> INSTRUCTIONS FOR THE TASK: Please rewrite the entries starting at the beginning and ending at the line that contains "34 L 151 73", putting "contour" in place of "outline" and leaving everything else the same.

>> BEGIN LISTED ENTRIES

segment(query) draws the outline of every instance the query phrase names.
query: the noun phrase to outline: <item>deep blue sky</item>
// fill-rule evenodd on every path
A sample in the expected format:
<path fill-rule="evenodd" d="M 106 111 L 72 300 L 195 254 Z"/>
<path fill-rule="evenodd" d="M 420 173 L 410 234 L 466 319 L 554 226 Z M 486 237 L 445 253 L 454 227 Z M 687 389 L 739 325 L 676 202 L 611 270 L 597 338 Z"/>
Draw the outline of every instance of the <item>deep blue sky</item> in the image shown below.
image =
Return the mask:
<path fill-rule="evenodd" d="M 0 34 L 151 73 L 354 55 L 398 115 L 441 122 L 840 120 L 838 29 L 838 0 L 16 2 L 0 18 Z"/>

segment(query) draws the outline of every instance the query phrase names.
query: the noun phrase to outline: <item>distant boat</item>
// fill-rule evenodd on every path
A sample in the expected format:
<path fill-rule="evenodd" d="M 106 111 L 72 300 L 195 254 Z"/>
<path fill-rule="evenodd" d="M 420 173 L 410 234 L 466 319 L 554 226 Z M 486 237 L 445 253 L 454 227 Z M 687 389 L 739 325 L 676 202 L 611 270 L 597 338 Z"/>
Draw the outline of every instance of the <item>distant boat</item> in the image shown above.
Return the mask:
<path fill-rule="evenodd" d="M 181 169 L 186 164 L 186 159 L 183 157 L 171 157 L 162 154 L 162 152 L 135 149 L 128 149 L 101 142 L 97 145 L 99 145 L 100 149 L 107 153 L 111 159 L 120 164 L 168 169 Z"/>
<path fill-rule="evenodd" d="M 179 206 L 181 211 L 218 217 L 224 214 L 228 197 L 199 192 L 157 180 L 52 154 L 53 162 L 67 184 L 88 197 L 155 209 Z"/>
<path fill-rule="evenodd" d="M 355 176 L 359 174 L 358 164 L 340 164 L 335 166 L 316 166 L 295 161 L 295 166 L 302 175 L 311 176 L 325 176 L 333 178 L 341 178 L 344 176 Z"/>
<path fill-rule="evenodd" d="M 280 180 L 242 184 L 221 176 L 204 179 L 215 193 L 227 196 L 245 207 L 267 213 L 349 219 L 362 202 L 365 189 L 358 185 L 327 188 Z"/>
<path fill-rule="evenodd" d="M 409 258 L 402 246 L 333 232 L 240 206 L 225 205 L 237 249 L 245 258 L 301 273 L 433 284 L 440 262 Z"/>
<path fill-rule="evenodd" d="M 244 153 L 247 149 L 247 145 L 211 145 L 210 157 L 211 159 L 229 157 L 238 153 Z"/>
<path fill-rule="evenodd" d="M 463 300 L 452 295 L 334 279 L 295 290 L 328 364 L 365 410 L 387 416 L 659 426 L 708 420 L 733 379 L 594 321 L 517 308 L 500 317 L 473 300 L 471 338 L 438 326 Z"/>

>> END LISTED ENTRIES

> EXERCISE RESULT:
segment(query) draws the contour of every instance the query phrase names.
query: the noun phrase to contour: <item>deep blue sky</item>
// fill-rule evenodd on every path
A sample in the expected format:
<path fill-rule="evenodd" d="M 106 111 L 72 300 L 195 254 Z"/>
<path fill-rule="evenodd" d="M 420 173 L 410 234 L 466 319 L 554 226 Z M 486 237 L 445 253 L 454 227 Z M 687 389 L 739 325 L 676 202 L 611 270 L 597 338 Z"/>
Draw the contour of every instance of the <item>deep blue sky</item> in the image shown below.
image =
Return the mask:
<path fill-rule="evenodd" d="M 0 34 L 151 73 L 354 55 L 398 115 L 441 122 L 840 120 L 838 29 L 838 0 L 16 2 L 0 18 Z"/>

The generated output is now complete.